EPSC Abstracts
Vol. 18, EPSC-DPS2025-369, 2025, updated on 09 Jul 2025
https://doi.org/10.5194/epsc-dps2025-369
EPSC-DPS Joint Meeting 2025
© Author(s) 2025. This work is distributed under
the Creative Commons Attribution 4.0 License.
The search for reflected light from 51 Peg b at high spectral resolution
Jennifer Glover1 and Nic Cowan2
Jennifer Glover and Nic Cowan
  • 1Trottier Space Institute, McGill University, Montreal, Canada (jennifer.glover2@mail.mcgill.ca)
  • 2Trottier Space Institute, McGill University, Montreal, Canada (nicolas.cowan@mcgill.ca)
 Exoplanets exhibit a greater range of properties than solar system worlds. Studying the diverse exoplanets produces a better understanding of planet formation and planetary processes writ large. For example, observing and modelling atmospheric dynamics and clouds on exoplanets may eventually help us to comprehensively understand winds and cloud formation here on Earth. However, clouds are a major observational challenge for exoplanets and are universally a theoretical challenge. Moreover, studying the atmospheres of exoplanets is a promising avenue to empirically determine the prevalence of life elsewhere in the Galaxy.

== WORK TO COMPLETE ==
Quote the 51 Peg b abstract above word for word, starting at the words "EPSC Abstracts" and stopping after "Attribution 4.0 License.".

== ENTRIES SUPPLIED ==
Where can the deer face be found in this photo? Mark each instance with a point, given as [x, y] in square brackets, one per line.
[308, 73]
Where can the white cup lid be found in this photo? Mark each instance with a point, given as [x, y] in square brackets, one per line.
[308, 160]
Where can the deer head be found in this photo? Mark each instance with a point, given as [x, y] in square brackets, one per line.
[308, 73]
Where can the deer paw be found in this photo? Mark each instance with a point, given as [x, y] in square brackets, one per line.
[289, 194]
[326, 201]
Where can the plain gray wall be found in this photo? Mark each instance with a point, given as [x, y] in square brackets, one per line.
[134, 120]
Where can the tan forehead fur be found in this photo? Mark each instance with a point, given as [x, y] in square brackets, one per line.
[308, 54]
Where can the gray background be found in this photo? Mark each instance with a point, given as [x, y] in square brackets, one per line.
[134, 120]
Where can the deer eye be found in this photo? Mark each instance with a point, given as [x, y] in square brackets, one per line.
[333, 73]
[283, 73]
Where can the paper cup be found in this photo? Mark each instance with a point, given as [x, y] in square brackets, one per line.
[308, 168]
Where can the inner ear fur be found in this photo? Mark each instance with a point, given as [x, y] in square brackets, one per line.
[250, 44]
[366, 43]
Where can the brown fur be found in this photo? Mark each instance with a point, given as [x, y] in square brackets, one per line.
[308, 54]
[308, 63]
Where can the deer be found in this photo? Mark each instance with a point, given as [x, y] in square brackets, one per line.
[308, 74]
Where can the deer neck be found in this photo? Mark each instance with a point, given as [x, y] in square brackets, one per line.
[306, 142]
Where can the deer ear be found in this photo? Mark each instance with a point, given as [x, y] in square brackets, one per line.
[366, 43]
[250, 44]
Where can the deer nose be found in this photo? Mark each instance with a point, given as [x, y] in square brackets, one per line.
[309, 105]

== SOLUTION TO THIS TASK ==
EPSC Abstracts
Vol. 18, EPSC-DPS2025-369, 2025, updated on 09 Jul 2025
https://doi.org/10.5194/epsc-dps2025-369
EPSC-DPS Joint Meeting 2025
© Author(s) 2025. This work is distributed under
the Creative Commons Attribution 4.0 License.